§ TASK OBJECTIVE: Rewrite the data from the line with "For the test set, locate each instance of the jersey" to the line with "For the test set, locate each instance of the black", replacing "test set" with "validation set" and leaving everything else unchanged.

[Coordinate annotation records]
☆ ☆ ☆ ☆
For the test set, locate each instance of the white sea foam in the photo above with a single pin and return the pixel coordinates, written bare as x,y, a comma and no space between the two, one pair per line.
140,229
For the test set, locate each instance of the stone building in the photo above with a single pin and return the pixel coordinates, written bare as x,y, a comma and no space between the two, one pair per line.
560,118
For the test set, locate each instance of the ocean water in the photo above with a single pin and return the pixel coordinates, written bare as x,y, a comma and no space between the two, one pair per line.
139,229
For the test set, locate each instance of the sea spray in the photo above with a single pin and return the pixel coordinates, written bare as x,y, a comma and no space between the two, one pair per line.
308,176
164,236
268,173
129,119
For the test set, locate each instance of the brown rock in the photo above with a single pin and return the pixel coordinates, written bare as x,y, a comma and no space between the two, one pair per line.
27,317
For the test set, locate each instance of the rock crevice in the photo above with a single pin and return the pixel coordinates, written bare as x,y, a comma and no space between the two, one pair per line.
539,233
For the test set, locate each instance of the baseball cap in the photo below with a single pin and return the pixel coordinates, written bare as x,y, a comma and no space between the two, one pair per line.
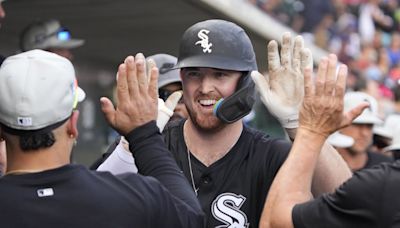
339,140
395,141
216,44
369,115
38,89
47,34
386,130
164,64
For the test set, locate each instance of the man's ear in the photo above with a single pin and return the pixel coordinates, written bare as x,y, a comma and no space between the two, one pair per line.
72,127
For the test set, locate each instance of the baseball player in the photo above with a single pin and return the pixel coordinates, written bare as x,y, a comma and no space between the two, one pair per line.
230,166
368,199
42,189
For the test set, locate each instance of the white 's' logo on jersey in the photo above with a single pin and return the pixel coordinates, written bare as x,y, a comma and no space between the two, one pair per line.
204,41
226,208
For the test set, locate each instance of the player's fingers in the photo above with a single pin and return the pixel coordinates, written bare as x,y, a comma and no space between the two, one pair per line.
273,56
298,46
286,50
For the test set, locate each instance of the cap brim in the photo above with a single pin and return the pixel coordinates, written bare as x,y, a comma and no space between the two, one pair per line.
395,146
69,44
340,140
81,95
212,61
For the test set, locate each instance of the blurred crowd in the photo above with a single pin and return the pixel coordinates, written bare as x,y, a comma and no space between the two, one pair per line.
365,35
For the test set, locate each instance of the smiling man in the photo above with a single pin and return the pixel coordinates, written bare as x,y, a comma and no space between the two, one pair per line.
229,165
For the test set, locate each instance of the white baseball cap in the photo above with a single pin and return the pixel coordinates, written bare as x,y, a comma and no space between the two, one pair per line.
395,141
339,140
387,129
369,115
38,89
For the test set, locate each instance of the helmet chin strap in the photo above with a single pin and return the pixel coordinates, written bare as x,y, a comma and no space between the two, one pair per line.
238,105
☆ ☆ ☆ ☆
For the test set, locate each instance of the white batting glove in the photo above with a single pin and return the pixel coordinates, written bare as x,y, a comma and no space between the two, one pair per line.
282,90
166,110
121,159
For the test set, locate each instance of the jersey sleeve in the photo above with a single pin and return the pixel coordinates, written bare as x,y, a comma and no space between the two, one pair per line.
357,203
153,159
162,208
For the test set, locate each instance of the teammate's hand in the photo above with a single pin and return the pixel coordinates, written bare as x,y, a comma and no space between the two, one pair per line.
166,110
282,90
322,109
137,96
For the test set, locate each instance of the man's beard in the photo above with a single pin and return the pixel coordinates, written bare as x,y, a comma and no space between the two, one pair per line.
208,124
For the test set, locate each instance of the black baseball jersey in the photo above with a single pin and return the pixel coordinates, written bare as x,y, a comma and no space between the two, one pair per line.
☆ ☆ ☆ ☆
§ FINAL RESULT:
For the validation set, locate each instance of the jersey sleeve in the photo above with a single pin and return the pixel coordinates, written bare as x,y, a comma and no space between the two, one pair per line.
357,203
153,159
162,208
For the validation set, locate each instance of the teammate's hand in the photo above with a single pin and return the pixel coordinates, written bare as x,y, a comma and no space between the two, one pair per line.
166,110
282,90
322,109
137,96
For the validation set, locate each instance of the man's beard in the photo above with a single pin and return the pixel coordinates, written bare as x,y, a comma and no space between the two, one pair per line.
208,124
For the validation set, locate each instance of the black baseball jersey in the photo above with a single pin and return the pixel coordinates, written bare as x,y, a comma and no space between the two, one pair per line.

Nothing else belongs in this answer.